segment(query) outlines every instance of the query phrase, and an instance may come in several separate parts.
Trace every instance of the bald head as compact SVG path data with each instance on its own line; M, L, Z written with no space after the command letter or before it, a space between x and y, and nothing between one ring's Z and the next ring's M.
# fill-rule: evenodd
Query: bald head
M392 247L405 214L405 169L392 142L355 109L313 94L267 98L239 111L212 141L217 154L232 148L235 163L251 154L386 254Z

══════════

Aim of the exercise ▸ Give back every record exactly.

Solution below ▸
segment(query) outlines every instance of the query phrase, and an instance may come in several separate parts.
Trace every instance of the bald head as compact SVG path data with each instance on its own line; M, L, Z written with no space after the command letter or before it, a space between x and y, and nothing between one ring's Z and the next ring's M.
# fill-rule: evenodd
Query: bald head
M392 247L405 214L405 169L392 142L355 109L313 94L267 98L239 111L212 141L217 154L232 148L235 163L251 154L386 254Z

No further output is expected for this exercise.